*** Opening Extract provided ***

Throughout the 1990s, DCC conducted engineering design and development activities for the USAF Advanced Technology Anti-G Suit (ATAGS) program. This included the design and analysis of advanced ATAGS/Combat Edge vest designs for the F-22 Raptor.

DCC designed and developed the Tactical Flyer's Ensemble (United States Patent 7,076,808). Research has also been conducted to develop the next generation of advanced pressure/spacesuit systems that will be required to satisfy emerging crewed space exploration requirements. This included the development of the S1035-X ("D-suit") in the late 1990s and the follow-on Enhanced Mobility ACES circa 2005. In 2008, DCC, along with its subsidiary, Air-Lock, Inc. of Milford, Connecticut, partnered with Houston, Texas-based Oceaneering Space Systems to develop the Constellation Space Suit System (CSSS) for use on the then-upcoming Constellation program. In 2010, they designed, developed, and fabricated pressure suits utilized on the Red Bull Stratos project, with which Felix Baumgartner performed a record-breaking free fall from a high-altitude balloon on 14 October 2012.

In 2026, the S1041 also known as the NASA Orion Crew Survival System (OCSS) suit was flown as the secondary pressure safety system around the Moon with Artemis II.

*** Closing Extract provided ***
*** Opening Extracted data ***

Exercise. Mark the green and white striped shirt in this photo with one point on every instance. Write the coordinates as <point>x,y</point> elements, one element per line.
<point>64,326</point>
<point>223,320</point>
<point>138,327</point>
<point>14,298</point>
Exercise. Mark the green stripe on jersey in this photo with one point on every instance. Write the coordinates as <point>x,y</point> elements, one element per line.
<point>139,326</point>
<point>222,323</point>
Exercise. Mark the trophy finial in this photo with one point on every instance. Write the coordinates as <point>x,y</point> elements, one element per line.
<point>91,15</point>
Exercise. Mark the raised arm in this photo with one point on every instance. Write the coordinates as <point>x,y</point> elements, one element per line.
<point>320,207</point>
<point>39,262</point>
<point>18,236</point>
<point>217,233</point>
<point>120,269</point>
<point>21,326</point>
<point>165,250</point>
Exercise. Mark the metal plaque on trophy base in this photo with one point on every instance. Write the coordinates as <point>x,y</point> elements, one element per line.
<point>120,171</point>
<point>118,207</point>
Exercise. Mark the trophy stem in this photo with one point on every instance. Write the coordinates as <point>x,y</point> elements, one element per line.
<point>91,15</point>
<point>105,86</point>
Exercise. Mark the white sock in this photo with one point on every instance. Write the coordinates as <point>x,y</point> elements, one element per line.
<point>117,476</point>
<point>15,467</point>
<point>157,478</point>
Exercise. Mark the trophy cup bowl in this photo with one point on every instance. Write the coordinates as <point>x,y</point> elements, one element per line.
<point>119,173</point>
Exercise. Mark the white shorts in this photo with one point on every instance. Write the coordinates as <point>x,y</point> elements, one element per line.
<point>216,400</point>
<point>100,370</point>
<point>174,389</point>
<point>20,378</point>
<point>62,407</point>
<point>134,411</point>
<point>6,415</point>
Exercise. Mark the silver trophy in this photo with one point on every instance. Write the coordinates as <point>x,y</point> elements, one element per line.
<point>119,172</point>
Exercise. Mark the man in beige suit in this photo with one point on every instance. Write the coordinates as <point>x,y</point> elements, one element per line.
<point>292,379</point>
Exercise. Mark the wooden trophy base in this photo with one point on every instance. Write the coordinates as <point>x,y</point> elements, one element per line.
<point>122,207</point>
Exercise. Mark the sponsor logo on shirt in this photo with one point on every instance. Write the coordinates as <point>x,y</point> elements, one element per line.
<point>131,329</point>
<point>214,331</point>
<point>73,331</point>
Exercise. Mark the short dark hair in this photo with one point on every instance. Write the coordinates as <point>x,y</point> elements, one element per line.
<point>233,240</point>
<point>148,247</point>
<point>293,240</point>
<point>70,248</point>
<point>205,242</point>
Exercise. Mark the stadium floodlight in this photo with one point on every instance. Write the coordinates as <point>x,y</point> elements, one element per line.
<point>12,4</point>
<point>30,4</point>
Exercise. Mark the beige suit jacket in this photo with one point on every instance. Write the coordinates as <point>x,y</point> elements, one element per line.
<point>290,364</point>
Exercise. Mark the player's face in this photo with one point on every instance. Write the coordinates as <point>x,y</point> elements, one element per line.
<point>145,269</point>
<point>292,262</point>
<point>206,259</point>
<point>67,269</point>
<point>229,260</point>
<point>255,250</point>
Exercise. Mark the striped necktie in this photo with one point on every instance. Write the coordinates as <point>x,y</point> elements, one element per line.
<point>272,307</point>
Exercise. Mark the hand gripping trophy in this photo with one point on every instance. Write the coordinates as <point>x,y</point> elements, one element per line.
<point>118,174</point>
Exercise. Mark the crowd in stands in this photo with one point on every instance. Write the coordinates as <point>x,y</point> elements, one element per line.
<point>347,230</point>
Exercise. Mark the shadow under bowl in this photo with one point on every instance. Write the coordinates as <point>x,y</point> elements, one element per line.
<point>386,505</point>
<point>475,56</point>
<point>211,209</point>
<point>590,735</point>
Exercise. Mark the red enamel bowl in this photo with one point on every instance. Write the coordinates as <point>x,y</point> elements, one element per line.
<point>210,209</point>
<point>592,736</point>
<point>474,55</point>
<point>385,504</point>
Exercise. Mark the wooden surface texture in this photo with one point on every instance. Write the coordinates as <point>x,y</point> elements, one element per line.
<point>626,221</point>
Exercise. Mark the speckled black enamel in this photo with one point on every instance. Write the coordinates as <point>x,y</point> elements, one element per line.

*** Closing Extracted data ***
*** Opening Extracted data ***

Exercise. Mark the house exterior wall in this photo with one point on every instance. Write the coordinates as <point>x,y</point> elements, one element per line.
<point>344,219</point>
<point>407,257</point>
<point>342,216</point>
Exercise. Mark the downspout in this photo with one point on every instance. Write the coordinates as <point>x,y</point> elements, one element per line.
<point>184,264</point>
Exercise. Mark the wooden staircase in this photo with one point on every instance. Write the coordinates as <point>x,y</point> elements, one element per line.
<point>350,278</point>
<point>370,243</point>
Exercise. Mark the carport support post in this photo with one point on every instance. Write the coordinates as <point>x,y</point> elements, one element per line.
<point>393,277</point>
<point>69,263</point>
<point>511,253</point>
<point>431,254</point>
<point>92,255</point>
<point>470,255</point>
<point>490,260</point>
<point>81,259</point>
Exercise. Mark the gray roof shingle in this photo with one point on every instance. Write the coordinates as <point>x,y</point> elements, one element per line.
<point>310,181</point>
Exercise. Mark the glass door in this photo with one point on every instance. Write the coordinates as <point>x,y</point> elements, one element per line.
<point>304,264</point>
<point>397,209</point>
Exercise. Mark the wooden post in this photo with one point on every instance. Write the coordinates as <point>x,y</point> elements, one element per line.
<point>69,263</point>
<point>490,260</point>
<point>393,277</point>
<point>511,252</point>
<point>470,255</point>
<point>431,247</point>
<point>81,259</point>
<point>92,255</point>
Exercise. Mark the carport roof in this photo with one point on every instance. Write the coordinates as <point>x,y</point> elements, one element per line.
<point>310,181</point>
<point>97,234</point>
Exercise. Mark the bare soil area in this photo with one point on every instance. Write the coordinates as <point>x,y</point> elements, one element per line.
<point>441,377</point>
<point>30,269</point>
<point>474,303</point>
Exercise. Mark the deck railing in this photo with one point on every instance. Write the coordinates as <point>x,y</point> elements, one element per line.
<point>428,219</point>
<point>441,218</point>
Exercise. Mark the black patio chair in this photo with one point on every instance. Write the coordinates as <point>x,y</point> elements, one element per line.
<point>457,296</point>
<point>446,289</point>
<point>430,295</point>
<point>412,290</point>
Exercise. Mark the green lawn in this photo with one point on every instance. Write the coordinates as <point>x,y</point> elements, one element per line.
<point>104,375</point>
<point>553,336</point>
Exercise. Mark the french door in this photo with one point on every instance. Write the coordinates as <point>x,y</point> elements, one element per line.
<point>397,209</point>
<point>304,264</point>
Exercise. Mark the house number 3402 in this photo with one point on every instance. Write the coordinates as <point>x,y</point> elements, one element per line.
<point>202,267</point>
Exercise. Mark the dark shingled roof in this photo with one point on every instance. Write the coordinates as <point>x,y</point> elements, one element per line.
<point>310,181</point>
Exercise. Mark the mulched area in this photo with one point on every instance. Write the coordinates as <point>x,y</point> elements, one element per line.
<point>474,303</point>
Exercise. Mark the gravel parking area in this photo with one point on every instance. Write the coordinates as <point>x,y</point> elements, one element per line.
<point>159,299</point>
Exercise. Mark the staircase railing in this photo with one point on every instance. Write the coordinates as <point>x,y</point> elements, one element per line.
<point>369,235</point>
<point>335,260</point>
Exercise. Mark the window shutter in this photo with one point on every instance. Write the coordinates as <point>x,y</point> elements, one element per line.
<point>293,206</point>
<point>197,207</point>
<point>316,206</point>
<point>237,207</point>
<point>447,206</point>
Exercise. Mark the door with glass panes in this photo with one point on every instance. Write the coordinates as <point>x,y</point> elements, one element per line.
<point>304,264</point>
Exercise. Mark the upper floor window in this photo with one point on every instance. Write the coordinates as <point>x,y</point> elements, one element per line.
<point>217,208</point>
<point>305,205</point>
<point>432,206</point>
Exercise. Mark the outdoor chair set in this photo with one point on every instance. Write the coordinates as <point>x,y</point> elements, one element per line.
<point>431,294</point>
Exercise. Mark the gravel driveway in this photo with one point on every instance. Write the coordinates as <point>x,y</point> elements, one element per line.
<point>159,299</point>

*** Closing Extracted data ***
*** Opening Extracted data ***

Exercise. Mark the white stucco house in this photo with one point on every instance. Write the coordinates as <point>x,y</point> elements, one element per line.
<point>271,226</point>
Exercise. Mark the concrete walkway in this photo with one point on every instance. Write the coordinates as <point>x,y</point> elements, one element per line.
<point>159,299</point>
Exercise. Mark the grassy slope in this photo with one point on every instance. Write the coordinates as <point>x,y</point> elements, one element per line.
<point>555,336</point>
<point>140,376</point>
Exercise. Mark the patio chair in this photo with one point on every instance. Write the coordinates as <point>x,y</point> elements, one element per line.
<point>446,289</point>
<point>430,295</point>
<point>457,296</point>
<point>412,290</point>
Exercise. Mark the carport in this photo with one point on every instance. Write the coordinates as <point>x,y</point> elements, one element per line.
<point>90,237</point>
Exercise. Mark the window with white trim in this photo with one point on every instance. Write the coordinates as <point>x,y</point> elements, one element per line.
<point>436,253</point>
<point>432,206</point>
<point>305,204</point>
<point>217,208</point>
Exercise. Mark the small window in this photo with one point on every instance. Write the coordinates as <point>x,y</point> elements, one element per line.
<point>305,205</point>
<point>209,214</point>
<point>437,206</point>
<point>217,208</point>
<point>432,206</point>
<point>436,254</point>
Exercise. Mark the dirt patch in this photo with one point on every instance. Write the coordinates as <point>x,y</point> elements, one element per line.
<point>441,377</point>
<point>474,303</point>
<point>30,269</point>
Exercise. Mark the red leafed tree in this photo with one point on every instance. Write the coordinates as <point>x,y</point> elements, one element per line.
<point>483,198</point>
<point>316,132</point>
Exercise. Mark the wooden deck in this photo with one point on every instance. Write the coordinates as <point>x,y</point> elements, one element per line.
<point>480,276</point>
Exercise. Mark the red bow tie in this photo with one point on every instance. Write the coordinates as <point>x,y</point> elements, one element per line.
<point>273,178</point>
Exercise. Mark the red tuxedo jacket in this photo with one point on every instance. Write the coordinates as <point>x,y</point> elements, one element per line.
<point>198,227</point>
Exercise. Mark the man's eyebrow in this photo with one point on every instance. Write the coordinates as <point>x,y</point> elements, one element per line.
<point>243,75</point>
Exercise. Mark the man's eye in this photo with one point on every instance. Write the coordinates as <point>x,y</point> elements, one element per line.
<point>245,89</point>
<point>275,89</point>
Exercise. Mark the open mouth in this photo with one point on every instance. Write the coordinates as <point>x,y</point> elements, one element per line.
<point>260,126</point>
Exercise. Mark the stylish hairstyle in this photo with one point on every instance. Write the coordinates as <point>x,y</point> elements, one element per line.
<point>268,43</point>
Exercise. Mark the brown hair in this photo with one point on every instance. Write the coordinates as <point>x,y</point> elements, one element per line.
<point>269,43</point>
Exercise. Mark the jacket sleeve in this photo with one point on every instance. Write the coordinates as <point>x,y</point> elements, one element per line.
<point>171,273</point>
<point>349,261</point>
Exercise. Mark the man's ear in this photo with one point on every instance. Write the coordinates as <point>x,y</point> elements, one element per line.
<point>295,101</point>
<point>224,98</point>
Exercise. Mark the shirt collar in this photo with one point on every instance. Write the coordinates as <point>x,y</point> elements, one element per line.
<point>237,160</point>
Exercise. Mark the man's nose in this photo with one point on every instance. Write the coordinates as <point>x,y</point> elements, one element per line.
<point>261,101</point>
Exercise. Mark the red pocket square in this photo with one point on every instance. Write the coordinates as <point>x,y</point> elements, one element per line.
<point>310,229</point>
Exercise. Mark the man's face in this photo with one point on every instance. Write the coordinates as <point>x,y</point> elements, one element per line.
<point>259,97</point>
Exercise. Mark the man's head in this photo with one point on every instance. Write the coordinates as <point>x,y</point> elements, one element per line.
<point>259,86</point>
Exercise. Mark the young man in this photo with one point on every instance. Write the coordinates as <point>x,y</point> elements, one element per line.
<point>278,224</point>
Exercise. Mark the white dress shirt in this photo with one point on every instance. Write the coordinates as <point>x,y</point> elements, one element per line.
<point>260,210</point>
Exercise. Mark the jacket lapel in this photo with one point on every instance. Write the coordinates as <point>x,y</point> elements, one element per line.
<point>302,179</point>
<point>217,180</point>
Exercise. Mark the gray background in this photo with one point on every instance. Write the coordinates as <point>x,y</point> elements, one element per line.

*** Closing Extracted data ***

Aim of the exercise:
According to the text about DCC's suit work, which company did DCC and Air-Lock, Inc. partner with in 2008 to develop the Constellation Space Suit System?

Expected answer:
Houston, Texas-based Oceaneering Space Systems.